Selected text:
####################

Lee, Eunjee, Cho, Seoae, Kim, Kyunga et al. · Genomics · 2009 · DOI
Researchers developed a new method to find which genes might cause ME/CFS by combining three types of medical data: genetic variations people are born with, how active those genes are in the body, and whether someone has the disease. When they tested this method on ME/CFS patients, they found that certain genes—especially one called NR3C1—appear to influence disease risk, and that patients with ME/CFS plus depression may have different genetic causes than those with ME/CFS alone.
This study addresses a fundamental challenge in ME/CFS research: identifying which genes actually cause the disease rather than merely correlating with it. By integrating genetic, molecular, and clinical data, the approach provides a framework for understanding disease heterogeneity and may explain why some ME/CFS patients have different symptom profiles or comorbidities, potentially leading to more targeted therapeutic strategies.

####################

Point location data
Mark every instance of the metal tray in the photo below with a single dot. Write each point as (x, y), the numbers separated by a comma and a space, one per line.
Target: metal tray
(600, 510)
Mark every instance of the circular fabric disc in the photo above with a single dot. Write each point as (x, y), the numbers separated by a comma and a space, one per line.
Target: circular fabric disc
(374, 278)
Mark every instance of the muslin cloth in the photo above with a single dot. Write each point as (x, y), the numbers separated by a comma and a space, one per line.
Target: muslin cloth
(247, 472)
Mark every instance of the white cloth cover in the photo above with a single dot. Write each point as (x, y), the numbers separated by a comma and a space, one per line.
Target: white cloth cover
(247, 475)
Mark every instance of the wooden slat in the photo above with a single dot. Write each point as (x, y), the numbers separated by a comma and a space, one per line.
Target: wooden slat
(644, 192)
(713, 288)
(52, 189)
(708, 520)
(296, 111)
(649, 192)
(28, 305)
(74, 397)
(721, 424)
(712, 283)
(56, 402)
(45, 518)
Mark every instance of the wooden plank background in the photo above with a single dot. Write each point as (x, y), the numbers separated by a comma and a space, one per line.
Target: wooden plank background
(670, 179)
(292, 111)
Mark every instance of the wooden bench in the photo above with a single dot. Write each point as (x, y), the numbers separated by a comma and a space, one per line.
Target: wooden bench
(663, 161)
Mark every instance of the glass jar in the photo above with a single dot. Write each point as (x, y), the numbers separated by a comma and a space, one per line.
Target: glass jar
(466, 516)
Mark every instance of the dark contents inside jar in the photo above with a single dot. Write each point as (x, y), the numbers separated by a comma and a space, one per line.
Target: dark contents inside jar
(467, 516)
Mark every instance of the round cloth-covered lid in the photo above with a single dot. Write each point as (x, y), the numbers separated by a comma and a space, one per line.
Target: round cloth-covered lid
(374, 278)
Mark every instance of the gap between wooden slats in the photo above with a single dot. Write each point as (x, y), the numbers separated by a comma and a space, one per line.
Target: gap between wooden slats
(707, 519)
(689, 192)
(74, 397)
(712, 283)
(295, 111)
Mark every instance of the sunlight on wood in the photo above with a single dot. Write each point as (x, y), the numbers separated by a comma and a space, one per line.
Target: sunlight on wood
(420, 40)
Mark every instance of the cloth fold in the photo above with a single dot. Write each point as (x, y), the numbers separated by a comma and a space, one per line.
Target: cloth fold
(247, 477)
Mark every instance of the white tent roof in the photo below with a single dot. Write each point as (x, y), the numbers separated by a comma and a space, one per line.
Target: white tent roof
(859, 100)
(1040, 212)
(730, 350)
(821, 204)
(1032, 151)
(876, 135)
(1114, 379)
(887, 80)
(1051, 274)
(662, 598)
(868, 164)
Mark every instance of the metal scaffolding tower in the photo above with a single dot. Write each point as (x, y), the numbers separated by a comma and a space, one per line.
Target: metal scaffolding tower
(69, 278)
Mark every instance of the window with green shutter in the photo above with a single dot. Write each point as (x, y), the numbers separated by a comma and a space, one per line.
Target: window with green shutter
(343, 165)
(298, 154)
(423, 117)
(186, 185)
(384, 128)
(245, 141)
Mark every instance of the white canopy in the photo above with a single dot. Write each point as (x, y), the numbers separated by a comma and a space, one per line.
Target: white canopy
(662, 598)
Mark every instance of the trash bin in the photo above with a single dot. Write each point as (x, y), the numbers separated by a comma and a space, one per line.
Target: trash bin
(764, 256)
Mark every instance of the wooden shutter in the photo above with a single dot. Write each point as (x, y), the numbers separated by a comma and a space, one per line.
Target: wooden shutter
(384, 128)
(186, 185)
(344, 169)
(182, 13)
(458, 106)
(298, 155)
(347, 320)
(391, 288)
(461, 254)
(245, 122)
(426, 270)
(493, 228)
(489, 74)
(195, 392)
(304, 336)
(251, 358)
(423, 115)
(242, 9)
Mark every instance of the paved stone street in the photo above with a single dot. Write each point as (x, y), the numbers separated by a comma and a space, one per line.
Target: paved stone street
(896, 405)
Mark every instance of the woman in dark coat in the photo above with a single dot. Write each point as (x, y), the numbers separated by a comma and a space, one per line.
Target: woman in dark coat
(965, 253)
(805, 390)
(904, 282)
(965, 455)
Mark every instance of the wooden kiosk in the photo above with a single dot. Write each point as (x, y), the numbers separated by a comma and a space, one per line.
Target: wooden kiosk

####################

What to work on:
1. In the summary of the ME/CFS gene study, what feature of the new approach could lead to more targeted treatments? Answer in one to three sentences.
2. Go on with the summary of the ME/CFS gene study from its last sentence.
You don't need the records to do these tasks.

Answers by item number:
1. The approach combines genetic, molecular, and clinical data, which gives a framework for understanding how ME/CFS differs from patient to patient. That may explain why some patients have different symptoms or other conditions, and this could point toward more targeted treatments.

2.
This study does not prove that NR3C1 or other identified genes are sufficient to cause ME/CFS, nor does it establish whether the observed associations are causally relevant in patients or merely statistical correlations. The findings are based on integrated data analysis and require functional validation and replication in independent cohorts to confirm causal mechanisms. Additionally, the cross-sectional nature of the analysis cannot establish temporal relationships between genetic changes and disease development.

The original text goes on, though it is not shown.